▶ **Activity**
Which lines in the data below contain the string "baseball"? Show each one.
#### Source data ####
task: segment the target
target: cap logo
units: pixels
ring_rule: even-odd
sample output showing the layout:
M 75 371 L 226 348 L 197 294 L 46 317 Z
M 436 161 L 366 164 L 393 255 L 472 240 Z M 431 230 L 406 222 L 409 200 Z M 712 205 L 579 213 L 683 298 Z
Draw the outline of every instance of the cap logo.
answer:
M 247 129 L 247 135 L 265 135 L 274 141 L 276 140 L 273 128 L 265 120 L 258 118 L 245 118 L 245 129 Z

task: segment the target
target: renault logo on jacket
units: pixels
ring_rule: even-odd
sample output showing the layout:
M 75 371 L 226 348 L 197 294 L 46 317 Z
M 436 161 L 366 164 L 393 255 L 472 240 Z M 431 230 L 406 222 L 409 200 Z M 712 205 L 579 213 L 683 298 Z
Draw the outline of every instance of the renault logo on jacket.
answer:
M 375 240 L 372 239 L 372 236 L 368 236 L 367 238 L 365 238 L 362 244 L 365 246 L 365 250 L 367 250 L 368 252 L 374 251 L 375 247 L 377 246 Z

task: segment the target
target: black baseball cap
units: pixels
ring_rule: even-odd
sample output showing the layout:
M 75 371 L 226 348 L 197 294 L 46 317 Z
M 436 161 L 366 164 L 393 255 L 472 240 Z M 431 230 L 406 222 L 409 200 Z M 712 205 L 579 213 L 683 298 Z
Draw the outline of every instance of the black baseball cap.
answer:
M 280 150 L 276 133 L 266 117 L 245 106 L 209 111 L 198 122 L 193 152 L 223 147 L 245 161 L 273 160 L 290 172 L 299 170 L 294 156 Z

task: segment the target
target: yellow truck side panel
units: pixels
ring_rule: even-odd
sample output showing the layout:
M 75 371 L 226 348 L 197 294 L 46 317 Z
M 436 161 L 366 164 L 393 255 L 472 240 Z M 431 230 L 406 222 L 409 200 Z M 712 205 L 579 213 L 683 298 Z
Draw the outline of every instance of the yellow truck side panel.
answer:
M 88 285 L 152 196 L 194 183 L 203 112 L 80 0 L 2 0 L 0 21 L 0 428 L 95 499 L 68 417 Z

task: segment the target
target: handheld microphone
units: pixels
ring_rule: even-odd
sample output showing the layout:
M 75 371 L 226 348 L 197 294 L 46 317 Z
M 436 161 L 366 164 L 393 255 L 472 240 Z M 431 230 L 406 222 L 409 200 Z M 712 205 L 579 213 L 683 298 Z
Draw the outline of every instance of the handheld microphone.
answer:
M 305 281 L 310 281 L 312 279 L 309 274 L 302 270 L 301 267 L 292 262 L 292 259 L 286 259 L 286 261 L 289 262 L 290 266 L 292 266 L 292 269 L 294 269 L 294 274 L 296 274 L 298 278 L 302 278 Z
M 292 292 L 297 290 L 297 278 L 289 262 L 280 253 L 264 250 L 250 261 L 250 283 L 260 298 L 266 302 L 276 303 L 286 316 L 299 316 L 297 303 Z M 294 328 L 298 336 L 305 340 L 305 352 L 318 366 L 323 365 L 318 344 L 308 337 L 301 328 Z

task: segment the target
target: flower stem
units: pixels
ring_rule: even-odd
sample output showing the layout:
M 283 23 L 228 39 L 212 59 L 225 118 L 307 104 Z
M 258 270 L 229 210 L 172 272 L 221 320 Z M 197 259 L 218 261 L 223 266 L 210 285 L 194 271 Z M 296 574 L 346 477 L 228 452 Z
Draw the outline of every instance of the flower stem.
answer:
####
▶ **Completed task**
target: black baseball cap
Draw the outline of every instance of the black baseball cap.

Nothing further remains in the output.